[Coordinate annotation entries]
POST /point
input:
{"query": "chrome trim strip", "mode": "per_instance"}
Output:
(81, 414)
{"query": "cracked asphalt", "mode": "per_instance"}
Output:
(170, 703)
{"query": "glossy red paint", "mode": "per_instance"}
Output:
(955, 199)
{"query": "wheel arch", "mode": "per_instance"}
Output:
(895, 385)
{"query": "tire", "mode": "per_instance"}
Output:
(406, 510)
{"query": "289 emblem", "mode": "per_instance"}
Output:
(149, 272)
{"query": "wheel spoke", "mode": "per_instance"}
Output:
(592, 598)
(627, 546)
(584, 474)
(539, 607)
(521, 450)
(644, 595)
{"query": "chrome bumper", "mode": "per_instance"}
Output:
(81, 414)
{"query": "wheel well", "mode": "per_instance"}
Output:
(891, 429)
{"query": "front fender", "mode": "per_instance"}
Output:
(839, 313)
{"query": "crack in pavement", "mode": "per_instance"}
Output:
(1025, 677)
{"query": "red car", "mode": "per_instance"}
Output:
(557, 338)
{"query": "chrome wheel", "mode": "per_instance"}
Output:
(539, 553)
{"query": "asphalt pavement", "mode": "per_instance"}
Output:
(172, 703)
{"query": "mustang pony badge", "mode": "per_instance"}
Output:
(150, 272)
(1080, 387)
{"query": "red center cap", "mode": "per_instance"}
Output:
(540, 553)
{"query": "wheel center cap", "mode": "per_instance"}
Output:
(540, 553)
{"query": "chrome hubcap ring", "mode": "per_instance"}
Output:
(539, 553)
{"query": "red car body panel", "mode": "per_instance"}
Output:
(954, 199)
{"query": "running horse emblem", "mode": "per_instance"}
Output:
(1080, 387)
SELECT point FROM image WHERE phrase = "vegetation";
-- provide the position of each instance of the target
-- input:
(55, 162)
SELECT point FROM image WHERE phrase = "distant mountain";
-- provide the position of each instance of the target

# REQUIRED WORK:
Quote the entire listing above verbatim, reproducing every line from the first to the last.

# SOLUTION FOR THIS TASK:
POST /point
input:
{"query": "chrome trim strip", "mode": "per_instance"}
Output:
(81, 414)
{"query": "cracked asphalt", "mode": "per_instance"}
Output:
(170, 703)
{"query": "glossy red paint", "mode": "per_instance"}
Output:
(955, 199)
{"query": "wheel arch", "mode": "per_instance"}
Output:
(895, 385)
{"query": "tire", "mode": "per_instance"}
Output:
(406, 510)
{"query": "289 emblem", "mode": "per_instance"}
Output:
(149, 272)
{"query": "wheel spoke", "mode": "per_instance"}
Output:
(592, 598)
(627, 546)
(584, 474)
(539, 607)
(521, 450)
(644, 595)
{"query": "chrome bumper", "mode": "per_instance"}
Output:
(81, 414)
{"query": "wheel well", "mode": "per_instance"}
Output:
(891, 429)
{"query": "front fender", "mode": "per_instance"}
Output:
(839, 313)
{"query": "crack in pavement", "mode": "per_instance"}
Output:
(1025, 677)
{"query": "red car", "mode": "per_instance"}
Output:
(557, 338)
{"query": "chrome wheel", "mode": "per_instance"}
Output:
(539, 553)
{"query": "asphalt pavement", "mode": "per_instance"}
Output:
(172, 703)
{"query": "mustang pony badge", "mode": "per_instance"}
Output:
(150, 272)
(1080, 387)
{"query": "red center cap", "mode": "per_instance"}
Output:
(540, 553)
{"query": "wheel center cap", "mode": "per_instance"}
Output:
(540, 553)
{"query": "chrome hubcap ring", "mode": "per_instance"}
Output:
(539, 553)
{"query": "red car body panel", "mode": "per_instance"}
Output:
(954, 199)
{"query": "running horse emblem", "mode": "per_instance"}
Output:
(1080, 387)
SELECT point FROM image WHERE phrase = "vegetation";
-- provide the position of each instance of the target
-- input:
(55, 162)
SELECT point FROM image WHERE phrase = "distant mountain";
-- provide the position of each instance of the target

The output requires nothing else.